======== EXTRAIT DU TEXTE
Madame [U] a relevé appel de cette ordonnance le 2 décembre 2021 en critiquant l'ensemble de ses dispositions , notamment la disposition l'ayant déboutée de ses demandes tendant:

- à l'octroi d'un délai de trois mois renouvelable pour quitter les lieux,

- à voir constater que le logement, objet du bail signé le 6 février 2018 est indécent,

- à l'octroi de dommages intérêts en réparation de son préjudice de jouissance à hauteur de 150 € par mois, soit depuis le 6 février 2018 la somme de 5 850 € à parfaire le jour de la décision à intervenir ,

- à la condamnation aux entiers dépens de Madame [S].

Dans ses dernières conclusions, notifiées par voie électronique le 4 janvier 2022 , auxquelles il convient de se reporter pour un plus ample exposé de ses prétentions et moyens, elle demande à la cour:

- d'infirmer la décision entreprise

- de dire et juger nul et de nul effet, le congé délivré par Madame [S] le 13 juillet 2020

En conséquence

- de débouter Madame [S] de l'ensemble de ses demandes,

Subsidiairement,

- d'accorder un délai de trois mois renouvelable à Madame [Z] [U] pour quitter les lieux,

Reconventionnellement,

-constater que le logement objet du contrat de location est insalubre;

En conséquence,

- condamner Madame [S] au versement de justes dommages intérêts provisionnels en réparation du préjudice de jouissance subi depuis le 6 février 2018 soit la somme de 6900 € à parfaire au jour de la décision à intervenir,

- ordonner compensation entre les créances respectives des parties,

- débouter Madame [S] de l'ensemble de ses demandes, fins et conclusions

- constater que la concluante a déposé une demande d'aide juridictionnelle

-condamner Madame [S] aux entiers dépens.
================
CONSIGNE:
Recopiez à l'identique le passage de l'extrait sur la procédure d'appel, en commençant à « - à voir constater » et en terminant à « de Madame [S]. ».
======== DONNÉES
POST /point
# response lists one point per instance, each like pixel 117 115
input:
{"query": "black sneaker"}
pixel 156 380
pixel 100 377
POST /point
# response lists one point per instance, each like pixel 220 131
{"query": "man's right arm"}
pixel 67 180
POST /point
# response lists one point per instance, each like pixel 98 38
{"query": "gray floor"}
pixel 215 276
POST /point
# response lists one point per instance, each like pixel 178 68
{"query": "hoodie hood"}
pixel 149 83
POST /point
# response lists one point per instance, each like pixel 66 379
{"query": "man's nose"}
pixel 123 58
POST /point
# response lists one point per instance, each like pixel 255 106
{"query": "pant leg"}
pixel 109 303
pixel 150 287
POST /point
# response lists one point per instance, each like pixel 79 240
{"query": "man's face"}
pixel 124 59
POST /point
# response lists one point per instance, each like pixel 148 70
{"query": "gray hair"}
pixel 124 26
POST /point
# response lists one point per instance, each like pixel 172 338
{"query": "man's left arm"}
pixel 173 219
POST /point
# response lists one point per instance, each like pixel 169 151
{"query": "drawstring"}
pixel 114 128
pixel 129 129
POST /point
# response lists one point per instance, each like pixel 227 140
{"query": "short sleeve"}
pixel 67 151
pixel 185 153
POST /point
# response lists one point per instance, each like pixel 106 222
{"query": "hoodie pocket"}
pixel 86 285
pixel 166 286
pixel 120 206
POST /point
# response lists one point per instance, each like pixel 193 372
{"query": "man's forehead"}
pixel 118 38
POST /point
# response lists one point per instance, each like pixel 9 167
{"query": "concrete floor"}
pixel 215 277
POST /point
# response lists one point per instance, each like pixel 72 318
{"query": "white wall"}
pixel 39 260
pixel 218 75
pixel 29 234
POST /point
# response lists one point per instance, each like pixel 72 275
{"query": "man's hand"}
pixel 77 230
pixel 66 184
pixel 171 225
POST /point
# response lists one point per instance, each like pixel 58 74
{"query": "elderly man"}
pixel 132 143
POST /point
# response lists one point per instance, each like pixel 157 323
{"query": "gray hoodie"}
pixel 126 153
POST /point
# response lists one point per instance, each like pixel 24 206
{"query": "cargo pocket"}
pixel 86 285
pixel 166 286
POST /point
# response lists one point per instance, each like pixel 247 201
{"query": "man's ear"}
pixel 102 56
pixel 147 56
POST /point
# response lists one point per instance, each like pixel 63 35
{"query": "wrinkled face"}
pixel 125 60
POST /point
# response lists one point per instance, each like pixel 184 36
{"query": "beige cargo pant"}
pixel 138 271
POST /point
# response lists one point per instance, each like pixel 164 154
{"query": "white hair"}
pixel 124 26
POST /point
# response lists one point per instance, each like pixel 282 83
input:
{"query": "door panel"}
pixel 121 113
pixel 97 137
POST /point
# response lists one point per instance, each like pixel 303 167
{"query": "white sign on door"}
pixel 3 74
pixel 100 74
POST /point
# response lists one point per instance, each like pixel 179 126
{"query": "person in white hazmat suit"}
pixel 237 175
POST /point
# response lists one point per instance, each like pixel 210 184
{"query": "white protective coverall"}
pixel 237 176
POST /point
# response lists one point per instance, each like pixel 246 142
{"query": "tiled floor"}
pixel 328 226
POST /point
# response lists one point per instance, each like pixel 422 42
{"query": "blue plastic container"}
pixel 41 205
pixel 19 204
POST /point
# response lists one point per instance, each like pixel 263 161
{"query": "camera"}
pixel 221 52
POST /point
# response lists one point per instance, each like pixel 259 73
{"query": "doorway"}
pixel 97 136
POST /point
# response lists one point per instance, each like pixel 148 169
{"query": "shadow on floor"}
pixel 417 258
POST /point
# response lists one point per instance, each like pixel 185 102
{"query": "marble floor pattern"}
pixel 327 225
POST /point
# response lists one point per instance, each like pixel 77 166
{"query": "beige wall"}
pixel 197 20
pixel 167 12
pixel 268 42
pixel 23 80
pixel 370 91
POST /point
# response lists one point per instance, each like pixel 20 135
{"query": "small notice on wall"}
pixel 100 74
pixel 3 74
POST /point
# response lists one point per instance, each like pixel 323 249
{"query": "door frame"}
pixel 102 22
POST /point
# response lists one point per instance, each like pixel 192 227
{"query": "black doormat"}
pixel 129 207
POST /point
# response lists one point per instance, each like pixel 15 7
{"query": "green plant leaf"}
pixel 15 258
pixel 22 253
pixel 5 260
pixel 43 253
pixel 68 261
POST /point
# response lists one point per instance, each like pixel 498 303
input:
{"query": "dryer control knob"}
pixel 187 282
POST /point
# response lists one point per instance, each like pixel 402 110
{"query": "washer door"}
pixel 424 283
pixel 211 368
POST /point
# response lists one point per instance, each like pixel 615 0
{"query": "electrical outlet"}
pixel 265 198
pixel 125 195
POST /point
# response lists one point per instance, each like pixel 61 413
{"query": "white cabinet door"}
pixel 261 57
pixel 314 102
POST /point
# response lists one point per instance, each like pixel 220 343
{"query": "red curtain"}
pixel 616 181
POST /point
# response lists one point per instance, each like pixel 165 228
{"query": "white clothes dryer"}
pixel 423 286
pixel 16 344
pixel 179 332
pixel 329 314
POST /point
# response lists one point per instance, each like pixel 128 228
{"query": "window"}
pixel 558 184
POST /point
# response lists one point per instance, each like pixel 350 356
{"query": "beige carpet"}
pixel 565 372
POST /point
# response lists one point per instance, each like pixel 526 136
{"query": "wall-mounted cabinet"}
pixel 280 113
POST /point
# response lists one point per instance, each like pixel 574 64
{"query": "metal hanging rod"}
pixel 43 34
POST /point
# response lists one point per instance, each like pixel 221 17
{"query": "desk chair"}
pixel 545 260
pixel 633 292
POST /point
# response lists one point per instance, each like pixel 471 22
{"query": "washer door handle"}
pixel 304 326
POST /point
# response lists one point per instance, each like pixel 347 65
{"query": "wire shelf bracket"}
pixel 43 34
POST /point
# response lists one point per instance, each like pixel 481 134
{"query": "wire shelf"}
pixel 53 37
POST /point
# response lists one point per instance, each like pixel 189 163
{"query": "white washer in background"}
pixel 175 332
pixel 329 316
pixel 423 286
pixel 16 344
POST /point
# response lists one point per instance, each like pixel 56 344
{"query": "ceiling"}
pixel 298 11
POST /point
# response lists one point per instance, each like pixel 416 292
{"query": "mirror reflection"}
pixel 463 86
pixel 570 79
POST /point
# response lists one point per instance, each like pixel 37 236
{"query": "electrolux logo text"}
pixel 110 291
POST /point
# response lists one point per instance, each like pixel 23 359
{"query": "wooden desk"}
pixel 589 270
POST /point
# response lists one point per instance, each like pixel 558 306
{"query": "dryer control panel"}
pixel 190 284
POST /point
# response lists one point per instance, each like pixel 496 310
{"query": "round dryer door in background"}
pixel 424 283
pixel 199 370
================
CORRIGÉ:
- à voir constater que le logement, objet du bail signé le 6 février 2018 est indécent,

- à l'octroi de dommages intérêts en réparation de son préjudice de jouissance à hauteur de 150 € par mois, soit depuis le 6 février 2018 la somme de 5 850 € à parfaire le jour de la décision à intervenir ,

- à la condamnation aux entiers dépens de Madame [S].